Print the entries exactly as they appear, and omit any images.

= Beginning of Section =

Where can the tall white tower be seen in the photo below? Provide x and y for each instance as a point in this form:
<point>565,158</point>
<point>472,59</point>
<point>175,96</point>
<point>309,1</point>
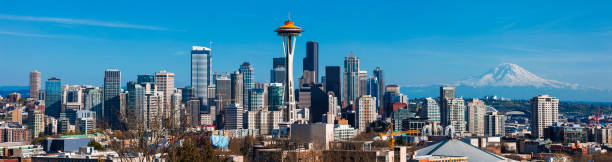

= End of Section =

## WRITTEN SOLUTION
Where can the tall white tower be seen in the photo below? Provide x and y for each instance as a point in this form:
<point>565,158</point>
<point>472,59</point>
<point>175,96</point>
<point>309,1</point>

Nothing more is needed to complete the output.